_Provided text_
═══
Published October 28, 2020



Michael V Wilson
By Michael V. Wilson

Can we use a Christian version of cancel culture to advance godliness in America?

Yep!

And it starts with the cities.

In the Bible, God describes Nineveh as a great city (Jonah 1:2) and as an “exceedingly great city, a three-day journey in extent” (Jonah 3:3). Most scholars interpret that to mean the city was so large it took three days to cross it on foot. A few paragraphs later, God says there were more than 120,000 people in the city who couldn’t discern between their right hand and their left (Jonah 4:11), letting us know this was a large and wicked city.

By comparison, Tyler, Texas has a population of 107,000 and covers about 57½ square miles. But that’s in a city with modern roads, electricity, running water, apartment buildings, and no need for grazing space for herds of sheep, goats, cattle, camels, and other animals. The inhabitants don’t need to plant gardens around their houses to raise their own food either.
═══
_Data_
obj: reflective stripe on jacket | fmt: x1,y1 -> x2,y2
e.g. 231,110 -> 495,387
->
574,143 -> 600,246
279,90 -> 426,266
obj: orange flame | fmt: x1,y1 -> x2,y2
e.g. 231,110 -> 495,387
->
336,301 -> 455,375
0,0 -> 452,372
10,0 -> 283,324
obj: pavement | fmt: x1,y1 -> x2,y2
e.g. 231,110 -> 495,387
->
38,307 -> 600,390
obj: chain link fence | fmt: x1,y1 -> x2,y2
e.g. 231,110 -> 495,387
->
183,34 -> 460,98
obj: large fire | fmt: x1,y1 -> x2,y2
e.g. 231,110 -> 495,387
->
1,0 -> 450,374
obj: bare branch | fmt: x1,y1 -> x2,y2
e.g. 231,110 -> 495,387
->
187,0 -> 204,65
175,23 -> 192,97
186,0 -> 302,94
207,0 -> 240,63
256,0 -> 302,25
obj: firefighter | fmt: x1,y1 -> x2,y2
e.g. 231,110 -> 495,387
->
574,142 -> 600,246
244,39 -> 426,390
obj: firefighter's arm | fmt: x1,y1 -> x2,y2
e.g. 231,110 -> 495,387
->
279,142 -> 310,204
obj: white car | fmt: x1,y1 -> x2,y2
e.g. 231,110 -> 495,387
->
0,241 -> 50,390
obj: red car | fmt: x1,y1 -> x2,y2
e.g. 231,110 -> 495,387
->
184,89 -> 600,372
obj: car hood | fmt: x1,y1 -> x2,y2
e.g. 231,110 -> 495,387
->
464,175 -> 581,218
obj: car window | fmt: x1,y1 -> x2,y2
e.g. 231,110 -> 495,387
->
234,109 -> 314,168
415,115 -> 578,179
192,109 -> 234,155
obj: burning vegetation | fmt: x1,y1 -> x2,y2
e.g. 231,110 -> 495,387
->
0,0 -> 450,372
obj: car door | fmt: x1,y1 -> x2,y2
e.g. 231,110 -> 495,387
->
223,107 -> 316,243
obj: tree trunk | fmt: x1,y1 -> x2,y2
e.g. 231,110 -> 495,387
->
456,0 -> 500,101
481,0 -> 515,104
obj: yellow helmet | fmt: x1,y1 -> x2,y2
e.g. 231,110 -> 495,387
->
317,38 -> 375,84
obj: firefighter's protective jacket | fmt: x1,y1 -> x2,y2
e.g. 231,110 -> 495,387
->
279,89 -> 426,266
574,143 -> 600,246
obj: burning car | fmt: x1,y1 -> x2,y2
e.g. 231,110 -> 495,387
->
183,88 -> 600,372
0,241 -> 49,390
═══
_Stated goal_
Write the next part of the article on a Christian version of cancel culture, picking up after its final sentence. The records have no connection to the text.

_Output_
Many, if not most people in ancient Nineveh were herders or farmers or both, so the extent of the city most likely referred to crossing the city by getting a herd from one side to the other. Except in life-and-death situations, most herd animals move relatively slowly so it stands to reason the city probably measured 25-30 miles across (625-900 square miles). The modern city of Oklahoma City, OK, measures 620 square miles with a population of 579,999. It’s easy to picture a city with a fifth of that population using the same amount of area to house their livestock and gardens as well as themselves.

While the Bible doesn’t explicitly equate wickedness with large cities, over and over again it describes wickedness taking place in cities. Sodom and Gomorrah spring to mind, along with Damascus, Tyre, Sidon, the Tower of Babylon (and the surrounding city), Jericho, Pergamos, and of course Mystery Babylon in the Book of Revelation. All of these and more were described as places of great wickedness, destined for destruction. All of them became wicked because they suffered from godlessness brought about by the rejection of the Almighty.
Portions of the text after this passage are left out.